TUGAS ANDA –
1. Tuliskan persis bagian cerita pengalaman berkendara yang diawali kata-kata berisi "Maka setelah memastikan" dan ditutup dengan "bebas alias sepi.".
2. Lanjutkan cerita pengalaman berkendara itu, mulai tepat setelah kalimat terakhirnya.

══ TEKS YANG DIBERIKAN

Ini cerita saya. Yang pertama adalah ketika melakukan perjalanan ke Surakarta. Kejadiannya di jalanan luar kota, di jalan raya trans Jawa Tengah. Siang itu dalam rangka perjalanan dari kota transit Semarang menuju Surakarta. Di jalanan yang beberapa berkelok, saya kesulitan mendahului mobil di depan saya. Suatu saat kemudian datanglah kesempatan untuk mendahului. Saya waspadai garis pembatas jalan, ternyata garis putih putus – putus, artinya saya boleh menggunakan lajur jalan sebelah kanan guna mendahului mobil lain.

 

Maka setelah memastikan lajur kanan bebas, sambil menginjak pedal gas saya masuk ke lajur kanan dan mulai mendahului. Repotnya, mobil yang didahului ikutan menambah kecepatan. Maka jadinya adalah semacam pacuan. Dan karena mobil yang akan didahului ternyata bersi-kukuh menambah kecepatan lagi, saya mengurungkan niat menyalip dan berhasrat balik lagi ke jalur kiri. Apalagi di sebelah kiri saya melihat ada rambu dilarang menyalip. Mangkanya saya balik ke kiri. Namun terlambat, garis pembatas jalan sekonyong – konyong sudah berubah menjadi garis sambung. Dan andai saya mempertahankan diri berada di lajur kanan, tentunya menjadi masalah karena itu digunakan oleh mobil yang berjalan berlawanan arah. Memang sih masih bebas alias sepi.

 

Ketika balik ke lajur kiri itulah roda kanan sempat sedikit menginjak garis sambung tersebut. Dan selanjutnya adalah delapan polisi sudah menghadang di depan. Dalam hati saya berpikir, apakah ini jebakan ? Dengan meletakkan rambu dilarang menyalip terlalu dekat. Jarak yang terlalu dekat antara rambu dan garis marka sambung ini cukup menyulitkan, atau istilahnya tidak memberi kesempatan kepada pengemudi untuk bisa dengan mulus kembali ke 'track' kiri.

 

Dari Kuningan Jakarta, suatu siang bersama seorang teman, namanya Pak Achmad,-- berkendara mobil melalui jalur tol dalam kota Jakarta menuju Bogor. Melewati Cawang Interchange, mendadak Pak Achmad –setelah menerima panggilan telepon-- meminta saya menghentikan laju mobil. Gokil. Rupanya dia hendak turun. Ini problem besar. Tidak boleh menurunkan penumpang –apalagi menurunkan sopir— di jalan tol. Saya bersi-kukuh melanjutkan perjalanan. Namun ternyata alasan Pak Achmad sangat masuk akal, Istrinya mendadak sakit, jadi dia memutuskan untuk segera mungkin pulang.

════
══ DAFTAR BARIS

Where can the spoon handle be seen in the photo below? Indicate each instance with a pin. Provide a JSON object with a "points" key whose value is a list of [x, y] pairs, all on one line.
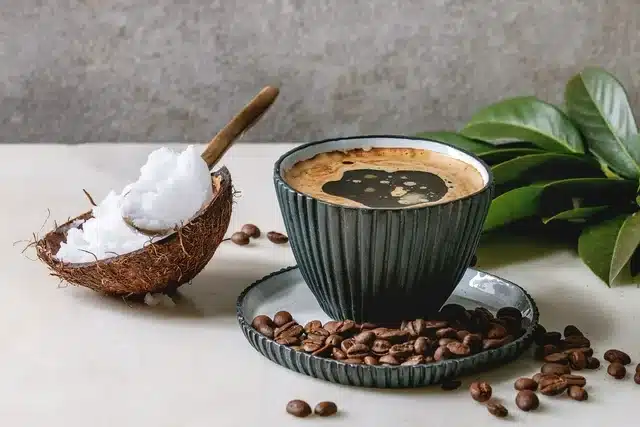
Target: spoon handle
{"points": [[242, 122]]}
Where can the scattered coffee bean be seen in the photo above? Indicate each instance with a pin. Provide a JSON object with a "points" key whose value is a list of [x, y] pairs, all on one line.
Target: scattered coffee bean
{"points": [[451, 385], [575, 380], [325, 409], [571, 330], [299, 408], [480, 391], [277, 238], [525, 384], [527, 400], [617, 356], [555, 368], [497, 409], [240, 238], [251, 230], [578, 360], [577, 393], [282, 317], [593, 363], [617, 370], [552, 385]]}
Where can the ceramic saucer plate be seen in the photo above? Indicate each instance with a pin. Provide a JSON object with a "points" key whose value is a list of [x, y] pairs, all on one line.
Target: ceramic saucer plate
{"points": [[287, 290]]}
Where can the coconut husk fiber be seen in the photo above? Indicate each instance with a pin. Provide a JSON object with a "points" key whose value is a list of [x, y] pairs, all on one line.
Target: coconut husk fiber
{"points": [[161, 266]]}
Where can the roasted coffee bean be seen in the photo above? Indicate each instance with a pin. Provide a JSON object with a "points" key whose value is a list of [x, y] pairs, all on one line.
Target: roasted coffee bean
{"points": [[262, 320], [401, 350], [451, 385], [414, 360], [577, 393], [312, 326], [571, 330], [371, 360], [421, 346], [459, 349], [265, 330], [539, 334], [496, 331], [251, 230], [389, 360], [442, 353], [509, 312], [325, 409], [552, 338], [380, 347], [578, 361], [447, 333], [345, 345], [555, 368], [338, 354], [525, 384], [446, 341], [299, 408], [593, 363], [575, 380], [562, 358], [240, 238], [552, 385], [527, 400], [575, 341], [497, 409], [277, 238], [365, 337], [480, 391], [288, 340], [358, 350], [617, 356], [617, 370]]}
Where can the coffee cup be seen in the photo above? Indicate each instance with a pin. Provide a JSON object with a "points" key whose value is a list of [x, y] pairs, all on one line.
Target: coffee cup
{"points": [[382, 227]]}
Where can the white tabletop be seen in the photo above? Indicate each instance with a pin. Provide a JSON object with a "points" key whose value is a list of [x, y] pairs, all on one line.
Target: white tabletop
{"points": [[69, 357]]}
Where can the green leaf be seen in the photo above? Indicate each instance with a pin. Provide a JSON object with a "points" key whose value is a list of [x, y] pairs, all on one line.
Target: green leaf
{"points": [[626, 244], [576, 214], [502, 155], [458, 140], [512, 206], [596, 246], [597, 103], [527, 119], [566, 163]]}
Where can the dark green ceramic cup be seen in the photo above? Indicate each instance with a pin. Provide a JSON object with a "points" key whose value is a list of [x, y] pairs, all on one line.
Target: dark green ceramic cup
{"points": [[381, 265]]}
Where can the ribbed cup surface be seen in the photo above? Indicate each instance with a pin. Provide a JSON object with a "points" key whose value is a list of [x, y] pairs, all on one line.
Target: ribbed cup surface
{"points": [[381, 265]]}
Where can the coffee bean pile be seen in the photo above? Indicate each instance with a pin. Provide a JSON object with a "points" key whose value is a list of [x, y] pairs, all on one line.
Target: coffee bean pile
{"points": [[301, 409], [456, 332], [251, 231]]}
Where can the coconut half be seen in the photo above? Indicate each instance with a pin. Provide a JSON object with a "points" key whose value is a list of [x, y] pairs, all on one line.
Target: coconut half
{"points": [[161, 266]]}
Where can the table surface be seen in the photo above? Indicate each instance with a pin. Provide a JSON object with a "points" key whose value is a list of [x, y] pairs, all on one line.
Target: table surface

════

KUMPULAN JAWABAN –
1.
Maka setelah memastikan lajur kanan bebas, sambil menginjak pedal gas saya masuk ke lajur kanan dan mulai mendahului. Repotnya, mobil yang didahului ikutan menambah kecepatan. Maka jadinya adalah semacam pacuan. Dan karena mobil yang akan didahului ternyata bersi-kukuh menambah kecepatan lagi, saya mengurungkan niat menyalip dan berhasrat balik lagi ke jalur kiri. Apalagi di sebelah kiri saya melihat ada rambu dilarang menyalip. Mangkanya saya balik ke kiri. Namun terlambat, garis pembatas jalan sekonyong – konyong sudah berubah menjadi garis sambung. Dan andai saya mempertahankan diri berada di lajur kanan, tentunya menjadi masalah karena itu digunakan oleh mobil yang berjalan berlawanan arah. Memang sih masih bebas alias sepi.

2.
 

Di area itu tidak ada lokasi yang 'tepat' dan 'syah' untuk menurunkan penumpang. Namanya juga tol. Tol artinya membayar, bukan 'bebas hambatan'. Mangkanya jangan heran bila di jalan tol kita harus sering membayar. Dan jangan heran pula bila ternyata jalan tol tidak selalu bebas hambatan, malah macet rapat. Dan bila di jalan tol meminggirkan mobil lantas menurunkan sang teman, maka ini jelas – jelas melakukan pelanggaran. Saya yang melanggar karena saya yang mengemudi, sementara penumpang yang turun sejatinya juga melanggar aturan jalan tol. Karena kendaraan roda tiga, roda dua, dan tanpa roda –pejalan kaki- dilarang lewat jalan tol.

 

Akhirnya dengan pasrah saya memperlambat kendaraan, meminggirkannya, dan lantas menurunkan di pinggir tol. Dan selang dua menit kemudian dihadang oleh patroli polisi jalan raya. Murni ini pelanggaran. Ketika diinterogasi polisi, saya mengaku bahwa itu salah. Dan ketika polisi menanyakan mengapa pelanggaran dilakukan, saya hanya bilang," Istrinya sakit gawat. Teman harus segera pulang. Nggak ada waktu lagi".  Tidak ada pembelaaan, hanya karena mengingat pentingnya urusan sang teman. Ini keputusan terbaik  –dalam situasi yang sangat tidak menguntungkan--.

 

Suatu siang bersama keluarga sedang berada di Taman Ismail Marzuki. Ketika sedang menyaksikan acara peluncuran buku baru, seorang rekan meminta saya untuk menemuinya di Kemayoran. Setelah atur –sana – sini, kita janjian bertemu jam 5 sore di Kemayoran. Dari TIM, saya melintas jalan Pramuka. Rencananya, begitu bertemu dengan tol dalam kota arah Priuk, akan belok kiri dan naik tol tersebut. Rencananya gitu.

 

Di jalan Pramuka Jakarta, ada jalur lambat di sebelah paling kiri. Jalur lambat dan jalur cepat dibatasi oleh jalur hijau. Selang beberapa kilometer, jalur hijau itu beberapa kali diputus oleh adanya akses bergantian, baik dari jalur lambat ke jalur cepat atau sebaliknya.

 

Tentunya untuk berbelok ke kiri, sudah seharusnya memasuki area jalur lambat dahulu, baru boleh belok kiri. Saya tau itu. Masalahnya adalah, seingat saya papan penunjuk jalan yang meng-informasi-kan kapan saya harus belok kiri, berada cukup jauh setelah akses masuk ke jalur lambat. Jadi, ketika hendak belok kiri, maka sudah tidak ada lagi kesempatan untuk memasuki jalur lambat. Dan ketika harus belok kiri langsung, maka saat itulah saat yang ditunggu oleh para polisi jalan raya. Mereka sudah bersiaga tepat di depan. Mungkin kejadian ini sudah sering terjadi. Jadi pak polisi sudah bisa menebak.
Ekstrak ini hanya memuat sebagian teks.